▶ [READING PASSAGE]:
::::::::::
I've read your responses, and would like to answer
I know that girls are not automatically nicer and calmer. They have more energy, are more exposed to tumors etc. I have done my homework, read alot and joined other forums.

I live in Norway, and there are _few_ breeders here, the closest one to me living 8 hrs away (and most of them are not expecting untill next year). I know what risks there are by getting them from pet shops...

But I took the risk. I came home on Thursday with two girls, about 6-8 weeks old. Now, you will probably get pissed off by what Im going to tell, and I got very angry myself.

These girls came "from Sweden", I was told. Once I got home, I noticed they were ill. Sneezing, coughing, hard time breathing etc. Most likely a respiratory infection. I kept them warm, gave them tea and other tips I got from forums.
We called the pet shop to tell about this, and on beforehand I had done research on where in Sweden they came from. Apparently, it was from a large animal breeder, selling animals to pet shops all over. They are known for breeding and not caring about diseases/genetics, take the children away from their mother at 4weeks and just.. ****.
We called the pet shop, and after talking with the owners, we won. They will never order animals from Imazo (the breeding company), and they would pay our vet bill and get the other rats checked.

Now, I just came back from the vet, with antibiotics prescribed for 14 days. Hopefully they will fully recover and live a happy life with me
They are very curious, and I've started the socialization which is going great (a little slow bcs of them being sick).

And btw, we took these rats to the same vet where I brought my boys. The boys tried to attack the vets and were extremely aggressive, and they said that it was the right thing to do, because they had never handled such rats before.
::::::::::
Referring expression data
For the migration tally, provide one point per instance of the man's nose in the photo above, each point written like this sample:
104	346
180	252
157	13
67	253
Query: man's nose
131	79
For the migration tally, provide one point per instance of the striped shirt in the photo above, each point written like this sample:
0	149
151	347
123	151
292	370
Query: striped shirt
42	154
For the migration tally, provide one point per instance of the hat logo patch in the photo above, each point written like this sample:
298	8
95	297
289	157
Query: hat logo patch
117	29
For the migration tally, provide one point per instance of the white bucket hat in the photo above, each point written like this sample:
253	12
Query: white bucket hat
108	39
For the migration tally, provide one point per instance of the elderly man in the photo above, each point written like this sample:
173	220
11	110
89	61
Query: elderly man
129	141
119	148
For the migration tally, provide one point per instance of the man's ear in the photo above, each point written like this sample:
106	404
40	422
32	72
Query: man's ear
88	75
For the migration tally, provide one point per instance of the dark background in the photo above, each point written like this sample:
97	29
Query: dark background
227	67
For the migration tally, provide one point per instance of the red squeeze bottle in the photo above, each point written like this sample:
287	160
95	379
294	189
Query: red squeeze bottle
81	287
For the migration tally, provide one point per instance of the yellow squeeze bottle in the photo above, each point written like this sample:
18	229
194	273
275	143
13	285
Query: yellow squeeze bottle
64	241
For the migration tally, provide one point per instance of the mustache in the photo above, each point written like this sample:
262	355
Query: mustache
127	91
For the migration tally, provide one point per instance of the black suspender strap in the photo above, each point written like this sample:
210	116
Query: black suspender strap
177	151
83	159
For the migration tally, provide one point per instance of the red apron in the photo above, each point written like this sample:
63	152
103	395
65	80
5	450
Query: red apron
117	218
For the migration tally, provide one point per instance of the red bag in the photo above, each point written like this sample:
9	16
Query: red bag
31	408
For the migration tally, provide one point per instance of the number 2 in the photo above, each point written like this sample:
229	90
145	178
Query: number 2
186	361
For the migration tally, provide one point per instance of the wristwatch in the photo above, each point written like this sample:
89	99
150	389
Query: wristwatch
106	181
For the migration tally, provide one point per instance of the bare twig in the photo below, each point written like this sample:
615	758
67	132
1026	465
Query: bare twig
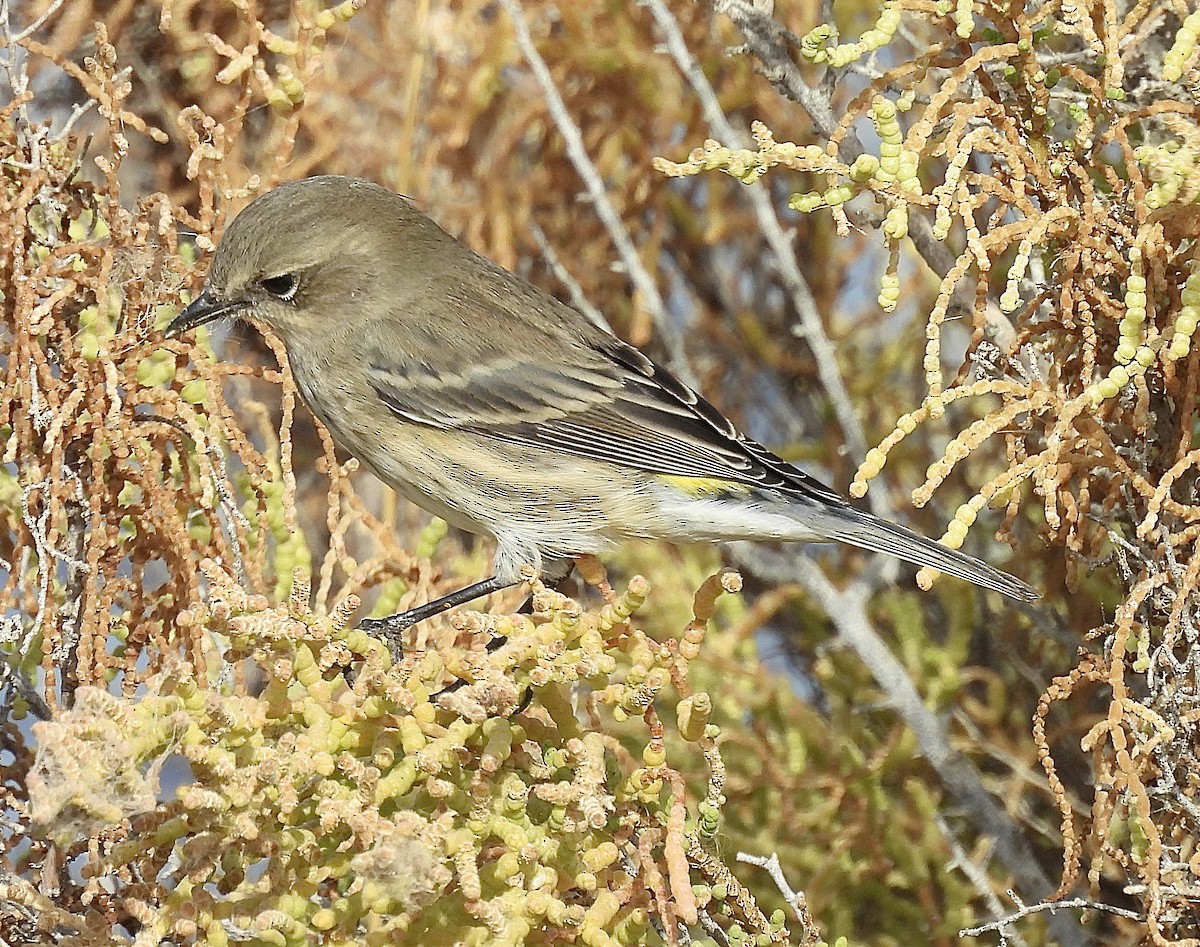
795	898
847	611
975	873
645	283
813	329
1026	910
579	299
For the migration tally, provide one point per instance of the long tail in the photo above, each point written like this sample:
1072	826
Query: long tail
868	532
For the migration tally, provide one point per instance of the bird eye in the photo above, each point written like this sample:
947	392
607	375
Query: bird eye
282	286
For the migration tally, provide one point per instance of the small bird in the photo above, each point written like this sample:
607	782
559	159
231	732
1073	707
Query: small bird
505	412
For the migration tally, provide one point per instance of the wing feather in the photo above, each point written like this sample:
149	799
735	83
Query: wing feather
610	403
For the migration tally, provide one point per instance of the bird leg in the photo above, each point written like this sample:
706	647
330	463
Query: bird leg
394	625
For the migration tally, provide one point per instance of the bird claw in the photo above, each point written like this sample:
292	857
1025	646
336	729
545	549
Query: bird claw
390	630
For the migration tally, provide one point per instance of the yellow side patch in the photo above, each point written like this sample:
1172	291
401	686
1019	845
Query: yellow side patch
705	486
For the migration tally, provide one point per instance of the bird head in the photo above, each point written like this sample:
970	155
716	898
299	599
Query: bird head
305	252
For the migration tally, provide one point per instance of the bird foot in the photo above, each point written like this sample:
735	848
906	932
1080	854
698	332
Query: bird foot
391	629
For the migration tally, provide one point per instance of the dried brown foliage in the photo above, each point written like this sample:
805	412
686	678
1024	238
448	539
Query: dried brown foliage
1051	364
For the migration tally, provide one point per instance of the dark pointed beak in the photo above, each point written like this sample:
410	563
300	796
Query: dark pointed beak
204	309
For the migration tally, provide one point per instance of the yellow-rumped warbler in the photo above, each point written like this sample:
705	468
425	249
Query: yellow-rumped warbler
495	406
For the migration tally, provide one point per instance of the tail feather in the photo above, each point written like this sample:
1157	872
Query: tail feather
870	533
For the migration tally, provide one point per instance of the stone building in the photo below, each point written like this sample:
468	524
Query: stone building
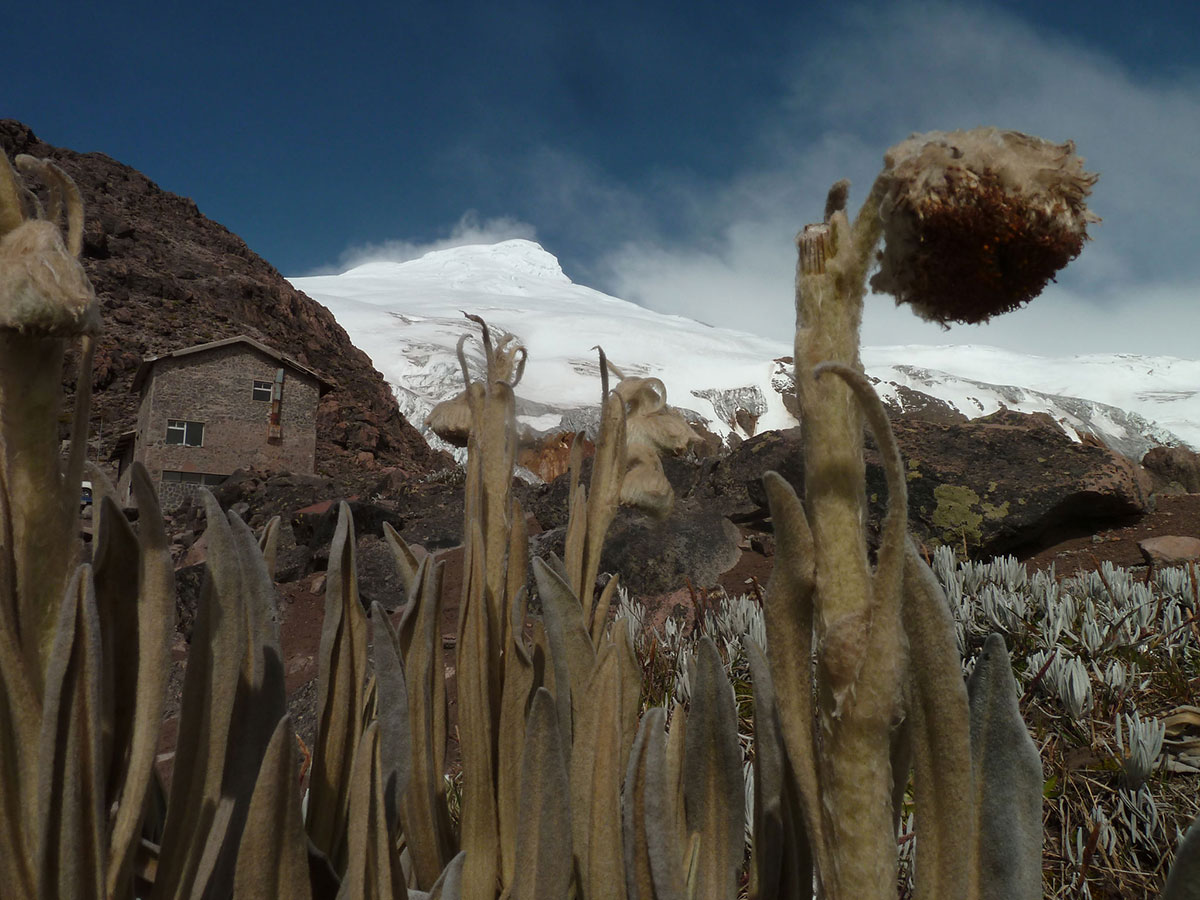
217	407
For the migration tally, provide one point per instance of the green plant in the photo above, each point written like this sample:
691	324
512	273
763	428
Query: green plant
564	791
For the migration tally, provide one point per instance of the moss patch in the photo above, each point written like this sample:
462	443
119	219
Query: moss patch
958	515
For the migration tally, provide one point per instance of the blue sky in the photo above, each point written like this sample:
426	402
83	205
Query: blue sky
665	153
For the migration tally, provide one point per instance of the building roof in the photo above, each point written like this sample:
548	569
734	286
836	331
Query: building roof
148	364
125	442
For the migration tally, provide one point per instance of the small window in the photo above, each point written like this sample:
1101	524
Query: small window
193	478
186	433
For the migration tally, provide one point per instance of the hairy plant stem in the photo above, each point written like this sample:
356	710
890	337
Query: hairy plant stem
42	534
858	659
::::::::::
▶ [DESCRIPTION OF THE TASK]: Decide whether each statement agrees with the text about the pet-shop rats, answering yes or no and quoting the words of the text that settle it. 1. The two rats were brought home on a Thursday. 2. The nearest breeder lives about four hours away. 3. The vet prescribed antibiotics for seven days.

▶ [ANSWER]:
1. Yes: "I came home on Thursday with two girls, about 6-8 weeks old."
2. No: "the closest one to me living 8 hrs away"
3. No: "with antibiotics prescribed for 14 days"